Task set.
a: In the article on metal roofing, turn the paragraph beginning "The Alliance currently includes 450 contractors" into a brief bulleted list that keeps its main facts.
b: Write the next part of the article on metal roofing, picking up after its final paragraph.

Text.
· · · ·
Frank Farmer thinks that metal roofing could be capturing five times the market share it commands right now. And with a zeal that borders on religious, Farmer, owner of American Metal Roofs, in Flint, Mich., is doing all he can to help more homeowners appreciate what he fervently believes are the indisputable advantages of metal products over other shingles or shakes.
Farmer's company is in the initial stages of assembling a network of licensed dealers that would handle sales outside of its home state. AMR has enlisted dealers in Toledo, Ohio, and Green Bay, Wis., and Farmer eventually wants that network to be widespread enough to propagate a national brand for metal roofing.
That goal might seem a bit heady for a six-year-old company that generated $6 million in sales last year. But Farmer doesn't lack for chutzpah or confidence in himself or the products he sells. And his optimism is supported by evidence that homeowners embrace metal roofing when they know more about it.
METAL ROOFING'S GROWTH During the past several years, metal roofing sales have been growing at 15% annually, says Todd Miller, president of Classic Metal Roofing Systems, the Piqua, Ohio–based manufacturer of aluminum roofing that is AMR's main supplier. Metal accounts for about 8% of the national residential roofing market, compared with 2% to 3% in 1998, according to Tom Black, executive director of the Belfair, Wash.–based Metal Roofing Alliance, an association formed by a group of leading manufacturers during the late 1990s to help spread the word about their products.
The Alliance currently includes 450 contractors, to whom, for a fee of $400 per member, it feeds customer leads gathered via its Web site — which last year had more than 1 million unique visits and 30,000 requests for contractor information. Black estimates that his group spends $2 million per year on marketing that includes spot TV and shelter-magazine advertisements.
AMR gets leads through the Metal Roofing Alliance, and “we try to see as many of those as we can,” says Robert LaHousse, AMR's sales manager. The 60-year-old LaHousse first met Farmer a few years ago when they discussed creating radio spots for AMR. He joined the company full-time in 2005, and continues to marvel at Farmer's single-minded intensity. “It's a total commitment to doing metal roofing right, to using employees versus subs [AMR uses its own workers as installers], to training, and to using the best metal products available. When you're around [such intensity], it's almost overwhelming.”
· · · ·
Dataset content.
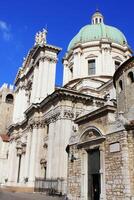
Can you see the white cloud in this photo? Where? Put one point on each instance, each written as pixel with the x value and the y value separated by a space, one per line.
pixel 5 30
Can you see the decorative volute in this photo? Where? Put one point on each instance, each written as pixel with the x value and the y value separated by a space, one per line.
pixel 41 37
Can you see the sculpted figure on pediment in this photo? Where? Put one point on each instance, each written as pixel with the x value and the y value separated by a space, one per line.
pixel 89 135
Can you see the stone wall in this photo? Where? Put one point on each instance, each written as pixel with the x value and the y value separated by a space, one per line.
pixel 74 174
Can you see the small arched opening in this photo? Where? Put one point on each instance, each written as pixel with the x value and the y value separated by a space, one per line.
pixel 9 98
pixel 120 86
pixel 130 77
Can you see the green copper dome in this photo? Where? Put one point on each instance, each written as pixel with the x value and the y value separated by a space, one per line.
pixel 98 31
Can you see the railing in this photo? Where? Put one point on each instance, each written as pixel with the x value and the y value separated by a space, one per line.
pixel 50 186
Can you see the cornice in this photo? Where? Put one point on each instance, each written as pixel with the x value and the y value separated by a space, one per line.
pixel 96 113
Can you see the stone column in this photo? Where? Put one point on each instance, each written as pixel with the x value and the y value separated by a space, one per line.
pixel 102 173
pixel 40 85
pixel 34 86
pixel 66 72
pixel 32 166
pixel 125 167
pixel 84 175
pixel 45 77
pixel 51 77
pixel 27 158
pixel 39 150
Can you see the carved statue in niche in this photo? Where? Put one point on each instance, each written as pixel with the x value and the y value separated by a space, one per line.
pixel 40 37
pixel 89 135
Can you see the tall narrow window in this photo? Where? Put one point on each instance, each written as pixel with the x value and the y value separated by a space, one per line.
pixel 120 86
pixel 130 77
pixel 47 129
pixel 71 70
pixel 91 67
pixel 117 64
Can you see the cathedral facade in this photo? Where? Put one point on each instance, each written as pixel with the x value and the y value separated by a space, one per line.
pixel 80 133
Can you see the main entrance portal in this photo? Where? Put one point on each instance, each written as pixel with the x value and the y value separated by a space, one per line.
pixel 94 174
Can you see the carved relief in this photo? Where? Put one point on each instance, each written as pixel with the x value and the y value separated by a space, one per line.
pixel 40 37
pixel 68 114
pixel 89 135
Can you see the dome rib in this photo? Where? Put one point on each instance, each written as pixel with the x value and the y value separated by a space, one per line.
pixel 97 32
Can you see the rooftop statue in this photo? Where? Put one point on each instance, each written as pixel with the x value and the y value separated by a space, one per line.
pixel 40 37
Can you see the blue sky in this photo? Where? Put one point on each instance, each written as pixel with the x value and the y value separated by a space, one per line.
pixel 20 20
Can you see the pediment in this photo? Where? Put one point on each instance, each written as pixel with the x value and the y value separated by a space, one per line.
pixel 91 56
pixel 117 58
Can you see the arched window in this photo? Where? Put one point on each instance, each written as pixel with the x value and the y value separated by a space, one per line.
pixel 130 77
pixel 9 98
pixel 117 64
pixel 120 86
pixel 91 67
pixel 71 70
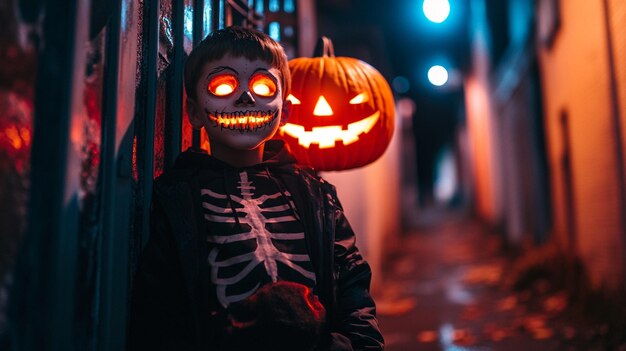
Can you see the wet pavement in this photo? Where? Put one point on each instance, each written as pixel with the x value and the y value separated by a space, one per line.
pixel 444 291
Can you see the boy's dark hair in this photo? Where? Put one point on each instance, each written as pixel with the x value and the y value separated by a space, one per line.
pixel 236 41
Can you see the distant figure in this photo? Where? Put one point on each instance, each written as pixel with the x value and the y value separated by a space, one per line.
pixel 248 250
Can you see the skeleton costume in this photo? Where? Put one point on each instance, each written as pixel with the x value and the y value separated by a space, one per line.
pixel 219 233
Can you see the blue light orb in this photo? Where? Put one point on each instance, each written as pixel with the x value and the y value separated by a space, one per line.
pixel 438 75
pixel 436 10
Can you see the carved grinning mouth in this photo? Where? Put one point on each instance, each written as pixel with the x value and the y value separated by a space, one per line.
pixel 326 136
pixel 243 121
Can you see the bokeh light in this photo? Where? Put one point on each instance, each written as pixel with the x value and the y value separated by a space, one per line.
pixel 438 75
pixel 436 10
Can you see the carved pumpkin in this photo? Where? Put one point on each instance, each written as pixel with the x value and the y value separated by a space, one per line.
pixel 342 112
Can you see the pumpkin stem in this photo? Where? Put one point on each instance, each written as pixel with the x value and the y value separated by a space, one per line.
pixel 324 48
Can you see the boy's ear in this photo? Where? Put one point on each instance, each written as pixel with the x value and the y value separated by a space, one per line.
pixel 195 113
pixel 284 117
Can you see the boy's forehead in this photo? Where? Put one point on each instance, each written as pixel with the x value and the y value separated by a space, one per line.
pixel 239 64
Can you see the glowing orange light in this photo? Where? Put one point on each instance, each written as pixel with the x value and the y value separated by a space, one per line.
pixel 223 85
pixel 294 100
pixel 13 135
pixel 263 85
pixel 360 99
pixel 325 137
pixel 322 108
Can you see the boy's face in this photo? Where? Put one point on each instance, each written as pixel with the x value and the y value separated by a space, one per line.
pixel 239 102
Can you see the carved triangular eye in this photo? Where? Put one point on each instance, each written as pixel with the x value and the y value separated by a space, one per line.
pixel 360 99
pixel 293 100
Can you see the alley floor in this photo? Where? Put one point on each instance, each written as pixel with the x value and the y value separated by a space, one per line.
pixel 444 290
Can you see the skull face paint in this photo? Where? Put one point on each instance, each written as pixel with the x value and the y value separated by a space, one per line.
pixel 239 102
pixel 242 121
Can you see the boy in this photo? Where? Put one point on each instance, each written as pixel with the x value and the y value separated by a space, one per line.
pixel 228 228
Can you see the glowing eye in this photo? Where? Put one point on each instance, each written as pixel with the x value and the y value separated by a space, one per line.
pixel 263 85
pixel 360 99
pixel 222 85
pixel 293 100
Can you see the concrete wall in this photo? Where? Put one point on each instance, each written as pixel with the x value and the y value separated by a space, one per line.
pixel 576 85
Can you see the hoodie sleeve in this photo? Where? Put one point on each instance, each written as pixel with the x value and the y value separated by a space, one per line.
pixel 357 327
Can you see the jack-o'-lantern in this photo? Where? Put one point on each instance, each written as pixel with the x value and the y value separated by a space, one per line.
pixel 342 113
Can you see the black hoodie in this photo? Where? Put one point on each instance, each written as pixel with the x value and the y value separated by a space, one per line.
pixel 170 304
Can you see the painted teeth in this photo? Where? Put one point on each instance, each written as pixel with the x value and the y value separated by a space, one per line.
pixel 242 121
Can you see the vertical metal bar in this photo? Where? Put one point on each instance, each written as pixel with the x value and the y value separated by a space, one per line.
pixel 218 14
pixel 108 173
pixel 616 119
pixel 174 100
pixel 198 35
pixel 146 118
pixel 45 276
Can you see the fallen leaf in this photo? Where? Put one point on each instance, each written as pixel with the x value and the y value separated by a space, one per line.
pixel 471 313
pixel 427 336
pixel 542 333
pixel 555 303
pixel 463 337
pixel 395 307
pixel 507 303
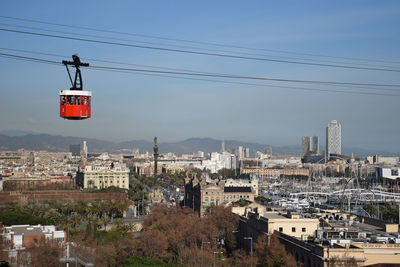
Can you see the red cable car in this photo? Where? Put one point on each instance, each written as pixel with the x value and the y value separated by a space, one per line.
pixel 75 104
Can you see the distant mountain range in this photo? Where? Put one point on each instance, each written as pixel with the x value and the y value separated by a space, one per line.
pixel 14 140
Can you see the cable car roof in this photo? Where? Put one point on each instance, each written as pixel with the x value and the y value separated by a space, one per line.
pixel 75 92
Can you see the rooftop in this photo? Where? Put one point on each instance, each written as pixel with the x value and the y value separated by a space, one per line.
pixel 237 189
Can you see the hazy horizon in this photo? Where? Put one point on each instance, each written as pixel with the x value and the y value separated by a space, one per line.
pixel 138 106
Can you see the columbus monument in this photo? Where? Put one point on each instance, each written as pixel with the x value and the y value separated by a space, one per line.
pixel 155 149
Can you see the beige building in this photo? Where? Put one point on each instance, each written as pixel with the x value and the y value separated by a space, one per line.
pixel 277 172
pixel 103 177
pixel 290 223
pixel 201 194
pixel 253 183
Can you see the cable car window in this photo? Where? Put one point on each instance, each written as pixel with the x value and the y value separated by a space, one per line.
pixel 77 100
pixel 69 100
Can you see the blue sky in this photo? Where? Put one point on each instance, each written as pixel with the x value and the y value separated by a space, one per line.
pixel 127 107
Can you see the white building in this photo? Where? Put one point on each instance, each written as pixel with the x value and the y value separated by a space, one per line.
pixel 386 160
pixel 103 177
pixel 389 173
pixel 253 183
pixel 309 145
pixel 333 138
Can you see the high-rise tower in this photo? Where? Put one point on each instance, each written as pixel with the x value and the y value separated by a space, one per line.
pixel 333 138
pixel 309 145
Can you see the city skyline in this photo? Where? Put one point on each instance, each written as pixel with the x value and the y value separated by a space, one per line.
pixel 127 106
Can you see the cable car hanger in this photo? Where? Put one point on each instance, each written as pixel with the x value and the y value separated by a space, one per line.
pixel 76 85
pixel 75 104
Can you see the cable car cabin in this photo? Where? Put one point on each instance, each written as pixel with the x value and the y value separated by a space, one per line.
pixel 75 104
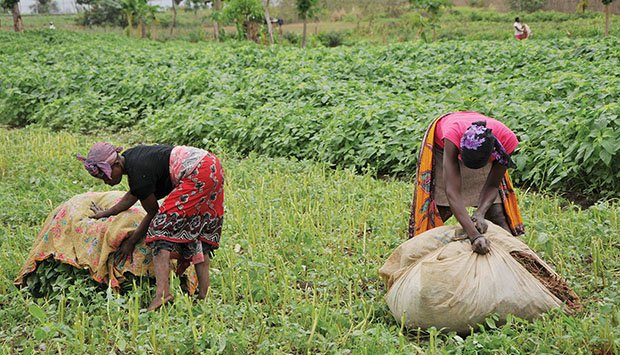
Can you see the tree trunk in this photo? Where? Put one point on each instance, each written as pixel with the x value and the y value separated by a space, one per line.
pixel 142 29
pixel 268 19
pixel 303 36
pixel 216 26
pixel 18 24
pixel 174 16
pixel 607 11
· · · ·
Expected results.
a:
- The Alliance has 450 contractor members, each paying a $400 fee.
- In return, it passes them customer leads collected through its Web site.
- Last year the site drew more than 1 million unique visits and 30,000 requests for contractor information.
- Black estimates the group spends $2 million a year on marketing, including spot TV and shelter-magazine ads.

b:
CHANGING PUBLIC PERCEPTIONS Farmer initially wanted to be a doctor, and he completed three years of medical school at Michigan State University. But his career changed course when he left school before completing his education and, in 1986, joined The Burlingame Co., a window distributor that dabbled in metal roofs. He rose to vice president of sales, and took ownership of the roofing division, “which they were doing nothing with,” he recalls, after The Burlingame Co. filed for Chapter 11 bankruptcy in 2000.
Since then, Farmer has built American Metal Roofs into a 50-employee operation that installed 240 roofs in 2006. The company's sales that year grew by 42.8% over 2005, and while three-quarters of its installs are residential, AMR also does a thriving commercial business. “We install more roofs on churches than most of our competitors install overall,” he boasts.
Farmer adopted The Burlingame Co.'s method for selling replacement windows and applied it to metal roofing. This “systematic approach,” he explains, targets a specific customer: someone who is at least 55 years old with a household income of $80,000 or more, “who wants a product that's going to last the rest of his life and who has done his homework about the product.”
However, most people aren't familiar with metal roofing, or know of it only as plain-vanilla vertical plates or standing seam. But the production method of press forming — which Black says has been this industry's “major development” — allows metal to be shaped to resemble any kind of shingle or shake. (AMR, Farmer says, is the industry's second-largest press-form dealer.)